* REQUIREMENT *
Please copy the entries below word for word, leaving every line unchanged.

[Location annotation dataset excerpts]
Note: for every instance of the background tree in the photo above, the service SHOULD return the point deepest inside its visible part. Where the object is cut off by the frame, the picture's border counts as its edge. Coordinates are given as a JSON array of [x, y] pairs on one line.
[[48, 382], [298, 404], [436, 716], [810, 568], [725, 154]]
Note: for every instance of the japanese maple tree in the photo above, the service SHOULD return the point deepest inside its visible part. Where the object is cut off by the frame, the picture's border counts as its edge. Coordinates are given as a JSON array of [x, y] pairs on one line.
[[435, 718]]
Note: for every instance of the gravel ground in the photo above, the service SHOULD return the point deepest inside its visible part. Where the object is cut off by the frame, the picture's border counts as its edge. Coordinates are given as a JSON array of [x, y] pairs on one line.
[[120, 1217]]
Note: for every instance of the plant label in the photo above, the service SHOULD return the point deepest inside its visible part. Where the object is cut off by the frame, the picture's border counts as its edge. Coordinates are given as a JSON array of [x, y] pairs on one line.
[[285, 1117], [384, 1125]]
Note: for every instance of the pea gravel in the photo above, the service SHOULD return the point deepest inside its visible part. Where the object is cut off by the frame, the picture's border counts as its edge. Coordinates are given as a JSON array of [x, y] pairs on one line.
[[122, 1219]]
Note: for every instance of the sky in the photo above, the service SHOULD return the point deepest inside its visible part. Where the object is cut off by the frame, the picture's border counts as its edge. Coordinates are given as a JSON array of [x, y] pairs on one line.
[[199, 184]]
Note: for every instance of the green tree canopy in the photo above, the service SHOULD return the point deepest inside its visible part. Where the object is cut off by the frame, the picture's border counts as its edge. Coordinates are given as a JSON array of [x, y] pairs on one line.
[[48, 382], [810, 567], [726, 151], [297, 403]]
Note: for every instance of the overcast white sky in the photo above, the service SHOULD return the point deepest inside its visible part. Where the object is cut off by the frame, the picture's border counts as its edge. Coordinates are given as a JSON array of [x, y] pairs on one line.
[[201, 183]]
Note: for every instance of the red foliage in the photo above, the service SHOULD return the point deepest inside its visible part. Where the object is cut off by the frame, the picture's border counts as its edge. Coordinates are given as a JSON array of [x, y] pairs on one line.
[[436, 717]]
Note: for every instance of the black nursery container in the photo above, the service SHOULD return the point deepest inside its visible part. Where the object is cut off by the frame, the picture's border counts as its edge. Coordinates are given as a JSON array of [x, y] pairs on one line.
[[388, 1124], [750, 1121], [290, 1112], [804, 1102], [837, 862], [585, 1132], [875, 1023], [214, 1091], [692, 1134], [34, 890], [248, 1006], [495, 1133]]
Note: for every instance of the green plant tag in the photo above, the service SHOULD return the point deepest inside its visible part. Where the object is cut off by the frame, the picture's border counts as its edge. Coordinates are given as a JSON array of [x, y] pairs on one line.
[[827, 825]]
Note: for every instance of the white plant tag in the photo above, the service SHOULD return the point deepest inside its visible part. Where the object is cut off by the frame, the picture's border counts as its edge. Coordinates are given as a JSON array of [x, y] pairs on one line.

* THE REPLY *
Note: for every instance of the background tree in the photo above, the service SHOULD return the point deepest inside its visible part. Where the object is cut off by the frame, the picture's border counts as its edge. Coordinates are given as a JSON array of [x, y] pairs on one line.
[[48, 382], [298, 404], [436, 716], [810, 568], [725, 154]]
Note: for every instance of the japanese maple tree in the photo above, the service SHOULD return the point deepest inside its visible part. Where the object is cut off by the frame, the picture's border counts as its edge. Coordinates are given as a JSON array of [x, y] pairs on one line.
[[435, 718]]
Note: for every instance of the gravel ground in the photo above, the service SHOULD return the point deepest inside its visible part. Where the object is cut off by the frame, the picture's border counts as its edge. Coordinates are given as a JSON array of [x, y] pairs on one line.
[[120, 1217]]
Note: for every instance of the plant label in the photo above, the service SHOULD return the point deepest inside its visible part. Where the object is cut off by the frame, the picture's border counts as its edge. Coordinates are given as a JSON array of [x, y] pairs on one line.
[[285, 1117], [384, 1125]]
Note: for every instance of the pea gravel in the photo above, the service SHOULD return the point deepest inside its visible part. Where the object is cut off by the frame, the picture's border counts as its edge. Coordinates are given as a JSON array of [x, y] pairs on one line.
[[122, 1219]]
Note: for every instance of the sky in the photo above, the service SHOULD return the point deepest inside its visible part. Where the object is cut off by the frame, the picture's border counts as its edge. Coordinates are given as a JSON array of [x, y] pairs on one line.
[[199, 184]]
Note: for every instance of the green tree canopy in the photo above, the service SHOULD return the point deepest inside its visible part. Where the object is cut off by the frame, the picture's border counts as its edge. Coordinates are given as a JSON array of [x, y] pairs on one line.
[[48, 382], [810, 567], [726, 151], [297, 403]]
Note: for every instance of the overcast white sky in the photo above, the service SHOULD return the point deepest inside its visible part. Where the object is cut off by the frame, the picture's border counts as its edge. Coordinates are given as a JSON array of [x, y] pairs on one line.
[[201, 183]]
Note: for every instance of the red foliage in the photo above, the service SHOULD return the point deepest inside its visible part. Where the object is cut off by the frame, the picture's border counts as its edge. Coordinates are given as a JSON array of [x, y] pairs on one line.
[[436, 717]]
Note: for every instance of the black nursery container in the photo above, the service SHOULD return the point deepest inside its visible part. Where the object is cut off by the frame, the picture's border counts as its edge. Coordinates are given as a JSON array of [x, y] pairs on one line.
[[388, 1124], [750, 1121], [290, 1112], [804, 1102], [837, 862], [585, 1132], [875, 1023], [214, 1091], [692, 1134], [34, 890], [248, 1006], [495, 1133]]
Note: for every instance of the green plant tag in the photo above, the service SHOULD return the point deepest inside its visible part. Where the object is cut off by the frame, the picture's border counts as its edge. Coordinates are given as a JSON array of [x, y] pairs on one line.
[[827, 825]]
Note: for every instance of the white plant tag in the photo above, the service SHOULD return the point deepest inside its visible part. Where the object is cut off by the frame, the picture's border counts as its edge. Coordinates are given as a JSON array of [x, y] pairs on one line.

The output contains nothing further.